----- Dataset -----
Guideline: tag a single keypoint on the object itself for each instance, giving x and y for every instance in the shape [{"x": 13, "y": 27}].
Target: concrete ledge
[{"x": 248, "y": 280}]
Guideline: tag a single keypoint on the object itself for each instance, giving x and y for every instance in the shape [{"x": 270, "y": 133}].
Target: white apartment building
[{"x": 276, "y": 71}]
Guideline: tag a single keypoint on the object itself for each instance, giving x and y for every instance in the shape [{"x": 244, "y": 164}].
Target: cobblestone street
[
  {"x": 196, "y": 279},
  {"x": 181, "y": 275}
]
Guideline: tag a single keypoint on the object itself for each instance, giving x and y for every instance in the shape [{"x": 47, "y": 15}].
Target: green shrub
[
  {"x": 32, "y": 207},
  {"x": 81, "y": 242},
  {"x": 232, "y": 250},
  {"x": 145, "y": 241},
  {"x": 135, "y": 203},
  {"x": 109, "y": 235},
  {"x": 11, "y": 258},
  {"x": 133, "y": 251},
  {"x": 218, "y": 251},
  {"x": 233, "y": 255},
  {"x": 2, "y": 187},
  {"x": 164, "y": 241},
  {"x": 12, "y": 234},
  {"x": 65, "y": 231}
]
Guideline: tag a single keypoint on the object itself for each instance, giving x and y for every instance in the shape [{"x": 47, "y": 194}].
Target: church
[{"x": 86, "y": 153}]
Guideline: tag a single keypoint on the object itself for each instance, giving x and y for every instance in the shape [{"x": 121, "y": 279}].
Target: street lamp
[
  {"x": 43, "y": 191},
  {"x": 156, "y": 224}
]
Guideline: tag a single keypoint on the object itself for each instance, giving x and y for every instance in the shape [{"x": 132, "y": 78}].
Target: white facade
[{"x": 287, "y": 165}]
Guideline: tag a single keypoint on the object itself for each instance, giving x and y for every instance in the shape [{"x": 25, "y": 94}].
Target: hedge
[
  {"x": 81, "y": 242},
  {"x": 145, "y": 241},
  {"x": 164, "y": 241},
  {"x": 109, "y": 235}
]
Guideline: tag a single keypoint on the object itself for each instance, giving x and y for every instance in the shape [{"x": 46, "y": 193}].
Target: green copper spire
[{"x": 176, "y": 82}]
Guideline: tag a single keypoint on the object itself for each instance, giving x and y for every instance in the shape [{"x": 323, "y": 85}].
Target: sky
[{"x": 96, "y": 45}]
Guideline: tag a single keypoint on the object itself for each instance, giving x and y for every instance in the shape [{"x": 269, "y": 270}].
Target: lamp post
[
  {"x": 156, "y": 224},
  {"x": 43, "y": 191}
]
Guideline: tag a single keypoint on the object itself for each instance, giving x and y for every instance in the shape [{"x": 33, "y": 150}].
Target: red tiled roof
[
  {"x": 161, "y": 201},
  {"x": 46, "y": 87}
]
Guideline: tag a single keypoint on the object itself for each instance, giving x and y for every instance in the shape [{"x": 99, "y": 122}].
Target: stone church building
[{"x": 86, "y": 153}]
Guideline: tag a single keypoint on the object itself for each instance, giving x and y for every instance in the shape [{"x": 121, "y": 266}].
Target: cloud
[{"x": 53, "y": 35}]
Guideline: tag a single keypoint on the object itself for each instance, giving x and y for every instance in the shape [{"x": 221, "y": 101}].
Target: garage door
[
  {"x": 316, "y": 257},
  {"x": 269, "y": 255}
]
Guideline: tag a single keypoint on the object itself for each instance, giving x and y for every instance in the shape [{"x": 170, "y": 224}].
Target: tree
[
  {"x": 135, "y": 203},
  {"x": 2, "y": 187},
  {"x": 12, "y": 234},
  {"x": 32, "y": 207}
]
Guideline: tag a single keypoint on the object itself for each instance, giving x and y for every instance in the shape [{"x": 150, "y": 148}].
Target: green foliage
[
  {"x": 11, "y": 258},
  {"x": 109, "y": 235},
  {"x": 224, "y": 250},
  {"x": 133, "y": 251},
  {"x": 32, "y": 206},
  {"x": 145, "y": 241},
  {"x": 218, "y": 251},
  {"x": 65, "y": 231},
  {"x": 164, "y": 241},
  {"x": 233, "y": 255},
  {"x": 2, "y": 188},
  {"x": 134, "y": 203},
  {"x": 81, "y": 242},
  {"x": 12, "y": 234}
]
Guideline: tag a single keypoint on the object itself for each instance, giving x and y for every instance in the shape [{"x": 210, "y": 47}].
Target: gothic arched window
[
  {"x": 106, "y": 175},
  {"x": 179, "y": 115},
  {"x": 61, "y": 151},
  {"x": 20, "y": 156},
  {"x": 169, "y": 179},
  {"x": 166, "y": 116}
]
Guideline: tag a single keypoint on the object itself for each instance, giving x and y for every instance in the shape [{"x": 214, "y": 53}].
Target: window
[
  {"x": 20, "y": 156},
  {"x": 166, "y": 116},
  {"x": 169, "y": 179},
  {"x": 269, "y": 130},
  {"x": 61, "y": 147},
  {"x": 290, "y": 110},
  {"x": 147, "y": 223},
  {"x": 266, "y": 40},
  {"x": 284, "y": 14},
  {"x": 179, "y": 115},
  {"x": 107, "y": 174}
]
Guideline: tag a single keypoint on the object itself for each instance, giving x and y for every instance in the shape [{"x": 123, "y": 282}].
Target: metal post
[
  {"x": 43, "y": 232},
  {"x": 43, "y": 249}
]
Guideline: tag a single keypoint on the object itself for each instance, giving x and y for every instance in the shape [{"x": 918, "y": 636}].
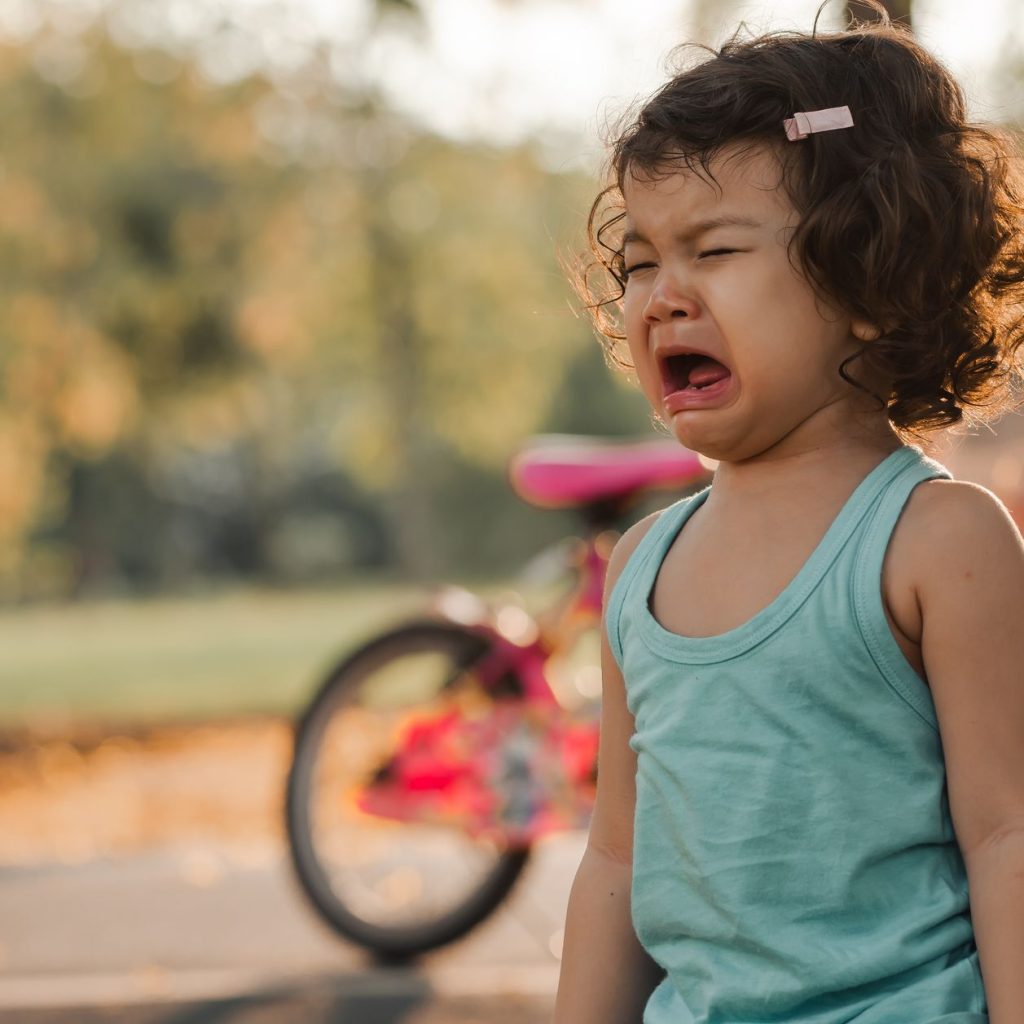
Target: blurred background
[{"x": 281, "y": 291}]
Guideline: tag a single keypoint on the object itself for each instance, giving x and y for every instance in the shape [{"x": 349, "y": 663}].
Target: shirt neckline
[{"x": 738, "y": 640}]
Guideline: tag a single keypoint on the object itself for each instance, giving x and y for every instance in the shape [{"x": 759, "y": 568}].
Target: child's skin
[{"x": 793, "y": 440}]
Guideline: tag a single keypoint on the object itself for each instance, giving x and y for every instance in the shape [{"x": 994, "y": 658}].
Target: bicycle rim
[{"x": 383, "y": 878}]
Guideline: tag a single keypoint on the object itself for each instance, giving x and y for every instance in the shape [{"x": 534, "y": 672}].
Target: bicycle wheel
[{"x": 383, "y": 876}]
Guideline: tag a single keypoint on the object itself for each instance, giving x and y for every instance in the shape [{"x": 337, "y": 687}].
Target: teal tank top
[{"x": 794, "y": 855}]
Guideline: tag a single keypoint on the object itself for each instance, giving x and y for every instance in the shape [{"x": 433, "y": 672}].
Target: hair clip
[{"x": 803, "y": 123}]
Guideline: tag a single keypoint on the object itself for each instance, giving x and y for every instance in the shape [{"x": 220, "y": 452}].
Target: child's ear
[{"x": 864, "y": 331}]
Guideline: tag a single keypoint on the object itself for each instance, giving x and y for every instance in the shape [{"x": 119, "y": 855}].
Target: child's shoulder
[{"x": 950, "y": 525}]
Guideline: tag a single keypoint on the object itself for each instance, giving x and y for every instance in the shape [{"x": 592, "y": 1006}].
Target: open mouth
[{"x": 691, "y": 372}]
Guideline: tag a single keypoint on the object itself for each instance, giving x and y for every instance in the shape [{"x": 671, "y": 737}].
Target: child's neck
[{"x": 839, "y": 460}]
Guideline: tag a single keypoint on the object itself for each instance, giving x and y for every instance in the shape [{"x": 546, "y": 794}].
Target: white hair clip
[{"x": 803, "y": 123}]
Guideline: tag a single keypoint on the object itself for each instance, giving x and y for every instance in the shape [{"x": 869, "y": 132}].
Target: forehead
[{"x": 739, "y": 180}]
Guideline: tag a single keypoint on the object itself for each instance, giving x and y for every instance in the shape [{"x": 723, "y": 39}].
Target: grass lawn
[{"x": 239, "y": 652}]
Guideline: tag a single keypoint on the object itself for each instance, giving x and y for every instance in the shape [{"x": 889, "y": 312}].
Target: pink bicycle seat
[{"x": 565, "y": 472}]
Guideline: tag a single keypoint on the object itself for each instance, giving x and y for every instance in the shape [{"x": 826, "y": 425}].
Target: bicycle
[{"x": 432, "y": 758}]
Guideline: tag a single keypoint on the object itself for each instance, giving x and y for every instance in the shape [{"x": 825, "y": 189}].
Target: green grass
[{"x": 231, "y": 653}]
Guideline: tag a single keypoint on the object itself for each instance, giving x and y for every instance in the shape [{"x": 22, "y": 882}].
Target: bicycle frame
[{"x": 523, "y": 644}]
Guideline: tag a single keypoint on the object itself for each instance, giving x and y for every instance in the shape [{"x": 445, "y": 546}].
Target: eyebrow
[{"x": 691, "y": 231}]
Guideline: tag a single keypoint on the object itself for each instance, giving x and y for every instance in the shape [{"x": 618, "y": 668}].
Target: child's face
[{"x": 731, "y": 346}]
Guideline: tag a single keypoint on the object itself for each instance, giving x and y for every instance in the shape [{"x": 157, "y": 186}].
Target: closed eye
[{"x": 628, "y": 270}]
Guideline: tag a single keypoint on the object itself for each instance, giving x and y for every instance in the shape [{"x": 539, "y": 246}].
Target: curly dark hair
[{"x": 911, "y": 220}]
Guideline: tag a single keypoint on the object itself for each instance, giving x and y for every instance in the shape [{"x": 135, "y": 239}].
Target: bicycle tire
[{"x": 385, "y": 941}]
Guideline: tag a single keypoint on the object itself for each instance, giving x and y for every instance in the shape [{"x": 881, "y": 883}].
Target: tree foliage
[{"x": 237, "y": 318}]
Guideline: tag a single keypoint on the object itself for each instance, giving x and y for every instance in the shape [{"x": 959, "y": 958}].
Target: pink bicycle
[{"x": 433, "y": 757}]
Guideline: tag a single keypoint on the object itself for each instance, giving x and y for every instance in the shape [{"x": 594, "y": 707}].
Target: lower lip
[{"x": 678, "y": 401}]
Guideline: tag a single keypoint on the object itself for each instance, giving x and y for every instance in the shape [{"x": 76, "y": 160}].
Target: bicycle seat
[{"x": 563, "y": 471}]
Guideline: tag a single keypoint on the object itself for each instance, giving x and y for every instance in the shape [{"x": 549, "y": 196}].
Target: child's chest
[{"x": 714, "y": 579}]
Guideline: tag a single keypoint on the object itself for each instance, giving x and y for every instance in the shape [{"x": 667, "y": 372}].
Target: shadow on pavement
[{"x": 412, "y": 1001}]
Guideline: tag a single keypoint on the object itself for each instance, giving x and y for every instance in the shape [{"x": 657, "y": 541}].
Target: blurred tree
[{"x": 214, "y": 295}]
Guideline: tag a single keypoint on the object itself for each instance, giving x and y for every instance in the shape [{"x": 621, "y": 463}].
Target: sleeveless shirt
[{"x": 794, "y": 854}]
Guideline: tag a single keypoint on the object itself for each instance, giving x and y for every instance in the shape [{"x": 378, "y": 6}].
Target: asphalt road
[{"x": 203, "y": 935}]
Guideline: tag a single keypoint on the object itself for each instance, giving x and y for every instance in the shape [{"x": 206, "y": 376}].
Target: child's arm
[
  {"x": 970, "y": 561},
  {"x": 606, "y": 977}
]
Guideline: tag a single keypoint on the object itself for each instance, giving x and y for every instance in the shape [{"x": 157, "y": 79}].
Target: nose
[{"x": 669, "y": 300}]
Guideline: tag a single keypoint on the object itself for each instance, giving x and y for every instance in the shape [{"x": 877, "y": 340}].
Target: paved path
[{"x": 197, "y": 934}]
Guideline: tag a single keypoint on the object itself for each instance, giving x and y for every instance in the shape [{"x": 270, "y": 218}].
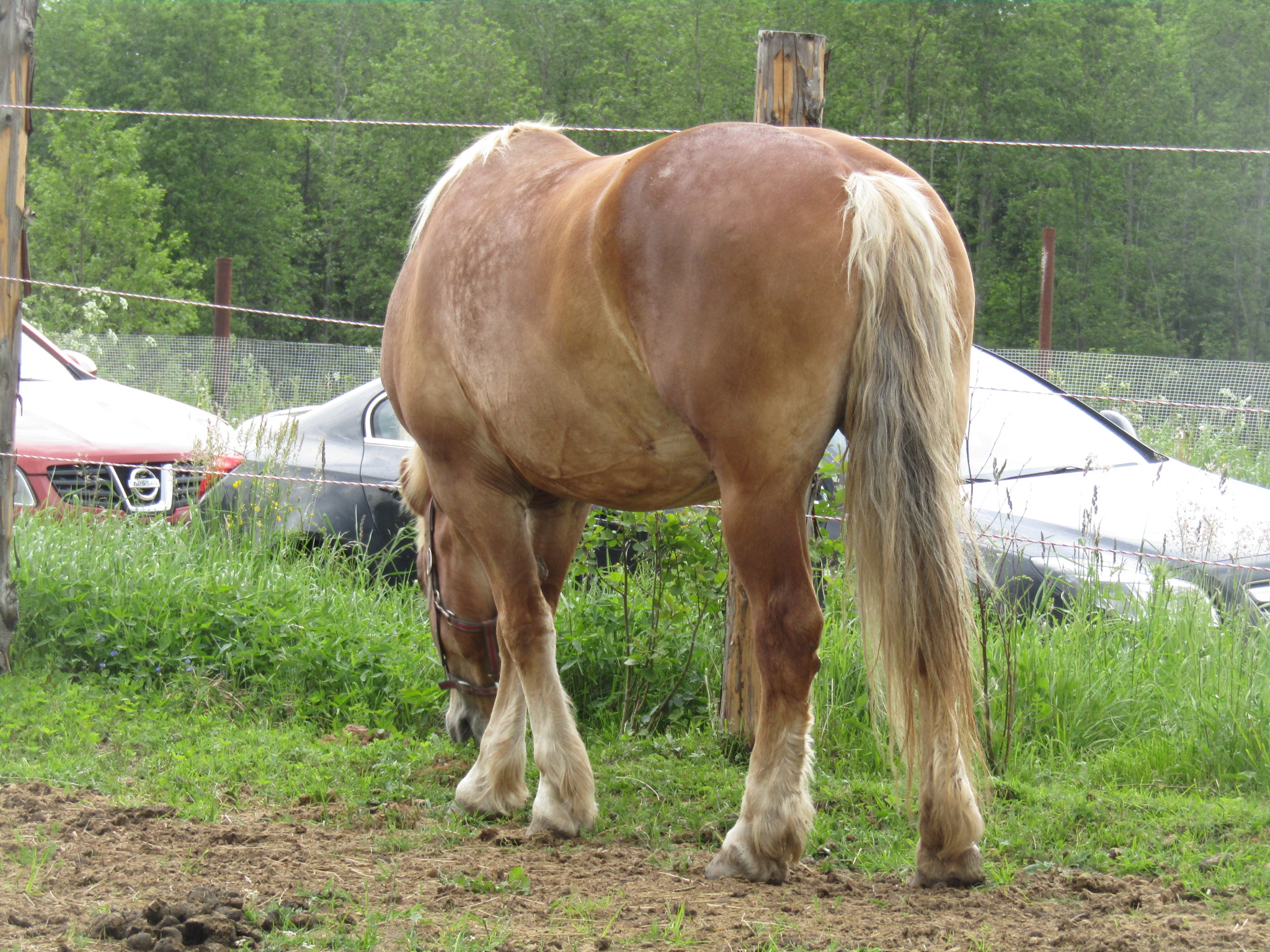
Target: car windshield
[
  {"x": 38, "y": 363},
  {"x": 1020, "y": 428}
]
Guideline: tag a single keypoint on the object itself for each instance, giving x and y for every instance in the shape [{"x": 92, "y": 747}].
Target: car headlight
[{"x": 22, "y": 491}]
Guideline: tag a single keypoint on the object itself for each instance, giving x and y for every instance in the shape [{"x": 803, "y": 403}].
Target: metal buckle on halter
[{"x": 489, "y": 627}]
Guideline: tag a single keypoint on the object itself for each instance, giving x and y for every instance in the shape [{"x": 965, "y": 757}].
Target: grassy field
[{"x": 184, "y": 666}]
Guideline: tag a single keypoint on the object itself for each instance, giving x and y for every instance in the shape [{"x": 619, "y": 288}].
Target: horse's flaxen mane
[{"x": 482, "y": 149}]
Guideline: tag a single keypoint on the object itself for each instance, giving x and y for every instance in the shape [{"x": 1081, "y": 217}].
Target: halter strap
[{"x": 489, "y": 627}]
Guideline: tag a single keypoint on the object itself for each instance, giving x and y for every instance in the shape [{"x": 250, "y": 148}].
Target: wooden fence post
[
  {"x": 221, "y": 334},
  {"x": 789, "y": 84},
  {"x": 17, "y": 41},
  {"x": 789, "y": 90}
]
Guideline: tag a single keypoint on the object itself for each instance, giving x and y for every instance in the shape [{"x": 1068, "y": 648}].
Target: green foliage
[
  {"x": 641, "y": 622},
  {"x": 291, "y": 631},
  {"x": 1157, "y": 253},
  {"x": 97, "y": 223}
]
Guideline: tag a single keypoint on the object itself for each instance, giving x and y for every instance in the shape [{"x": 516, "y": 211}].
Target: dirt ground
[{"x": 69, "y": 857}]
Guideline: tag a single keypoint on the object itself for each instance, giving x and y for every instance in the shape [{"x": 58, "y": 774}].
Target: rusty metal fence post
[
  {"x": 1046, "y": 338},
  {"x": 221, "y": 334}
]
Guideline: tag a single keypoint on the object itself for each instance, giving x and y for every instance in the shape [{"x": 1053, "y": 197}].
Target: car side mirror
[
  {"x": 1121, "y": 420},
  {"x": 83, "y": 361}
]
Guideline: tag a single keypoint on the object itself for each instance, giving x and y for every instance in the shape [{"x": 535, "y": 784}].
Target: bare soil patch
[{"x": 68, "y": 858}]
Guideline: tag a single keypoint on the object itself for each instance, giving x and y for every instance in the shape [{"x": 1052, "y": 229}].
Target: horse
[{"x": 685, "y": 323}]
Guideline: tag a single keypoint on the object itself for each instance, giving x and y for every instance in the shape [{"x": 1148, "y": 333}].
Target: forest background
[{"x": 1157, "y": 253}]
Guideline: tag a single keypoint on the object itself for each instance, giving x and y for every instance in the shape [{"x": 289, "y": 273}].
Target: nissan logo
[{"x": 144, "y": 484}]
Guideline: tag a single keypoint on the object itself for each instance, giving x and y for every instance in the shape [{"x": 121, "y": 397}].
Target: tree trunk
[
  {"x": 789, "y": 90},
  {"x": 17, "y": 38}
]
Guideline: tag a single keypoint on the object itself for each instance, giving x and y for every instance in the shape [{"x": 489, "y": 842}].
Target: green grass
[
  {"x": 200, "y": 669},
  {"x": 671, "y": 792}
]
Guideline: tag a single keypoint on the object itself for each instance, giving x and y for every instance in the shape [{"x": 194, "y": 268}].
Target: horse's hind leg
[
  {"x": 505, "y": 531},
  {"x": 766, "y": 540}
]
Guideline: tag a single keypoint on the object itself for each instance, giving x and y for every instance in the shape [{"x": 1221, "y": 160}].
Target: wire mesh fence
[
  {"x": 258, "y": 375},
  {"x": 270, "y": 375},
  {"x": 1128, "y": 381}
]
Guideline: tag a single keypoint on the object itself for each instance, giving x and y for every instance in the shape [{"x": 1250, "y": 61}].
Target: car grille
[
  {"x": 186, "y": 487},
  {"x": 86, "y": 485},
  {"x": 148, "y": 488}
]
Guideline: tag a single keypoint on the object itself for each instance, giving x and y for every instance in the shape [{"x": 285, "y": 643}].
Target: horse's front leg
[
  {"x": 526, "y": 555},
  {"x": 768, "y": 545},
  {"x": 495, "y": 783}
]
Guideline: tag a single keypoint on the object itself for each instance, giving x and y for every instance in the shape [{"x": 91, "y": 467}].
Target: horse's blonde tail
[{"x": 905, "y": 428}]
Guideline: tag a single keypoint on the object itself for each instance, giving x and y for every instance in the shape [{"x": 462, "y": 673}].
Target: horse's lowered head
[{"x": 461, "y": 609}]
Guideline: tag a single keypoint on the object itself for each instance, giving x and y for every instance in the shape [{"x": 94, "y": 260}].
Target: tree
[{"x": 97, "y": 224}]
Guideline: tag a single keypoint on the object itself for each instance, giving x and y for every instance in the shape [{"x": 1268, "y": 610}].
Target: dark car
[
  {"x": 324, "y": 472},
  {"x": 1061, "y": 496}
]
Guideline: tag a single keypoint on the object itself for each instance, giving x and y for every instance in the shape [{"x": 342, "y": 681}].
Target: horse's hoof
[
  {"x": 475, "y": 795},
  {"x": 554, "y": 818},
  {"x": 735, "y": 860},
  {"x": 964, "y": 870}
]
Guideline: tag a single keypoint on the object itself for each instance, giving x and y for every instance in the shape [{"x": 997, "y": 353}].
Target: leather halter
[{"x": 489, "y": 628}]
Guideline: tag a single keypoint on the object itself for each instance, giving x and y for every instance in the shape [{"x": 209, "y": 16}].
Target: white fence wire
[{"x": 270, "y": 375}]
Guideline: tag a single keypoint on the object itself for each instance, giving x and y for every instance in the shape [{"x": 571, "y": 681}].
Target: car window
[
  {"x": 384, "y": 423},
  {"x": 38, "y": 363},
  {"x": 1019, "y": 427}
]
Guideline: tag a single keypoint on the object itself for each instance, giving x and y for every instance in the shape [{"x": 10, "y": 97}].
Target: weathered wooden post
[
  {"x": 221, "y": 334},
  {"x": 789, "y": 90},
  {"x": 789, "y": 86},
  {"x": 17, "y": 41},
  {"x": 1046, "y": 337}
]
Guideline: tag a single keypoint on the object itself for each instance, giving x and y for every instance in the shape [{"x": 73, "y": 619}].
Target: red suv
[{"x": 91, "y": 443}]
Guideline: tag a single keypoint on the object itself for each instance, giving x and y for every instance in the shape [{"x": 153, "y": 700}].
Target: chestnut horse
[{"x": 685, "y": 323}]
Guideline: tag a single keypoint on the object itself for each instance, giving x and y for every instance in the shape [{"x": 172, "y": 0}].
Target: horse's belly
[{"x": 620, "y": 466}]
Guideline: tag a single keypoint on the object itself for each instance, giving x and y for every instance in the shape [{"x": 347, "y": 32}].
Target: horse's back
[{"x": 616, "y": 323}]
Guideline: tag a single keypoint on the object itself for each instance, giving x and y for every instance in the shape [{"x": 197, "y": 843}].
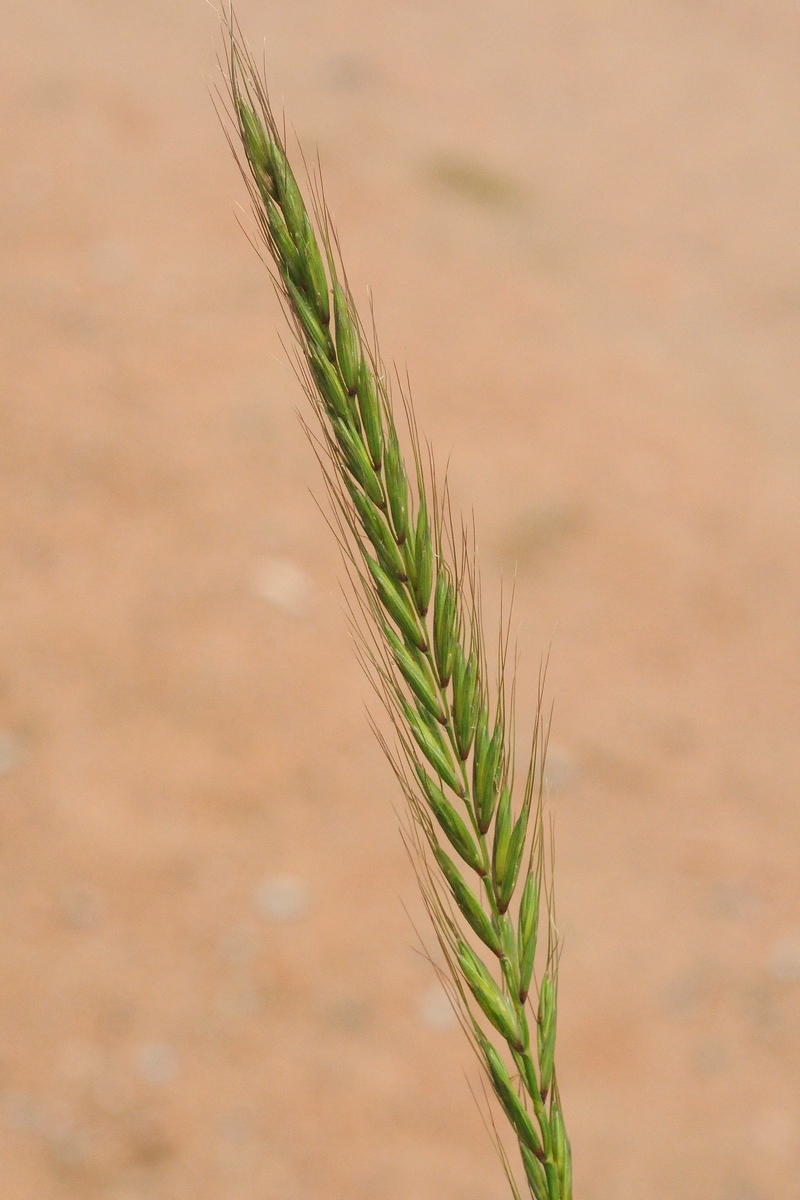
-----
Direction: Count the lines of the data above that contain the string "hair". Give only the number.

Answer to the task: 3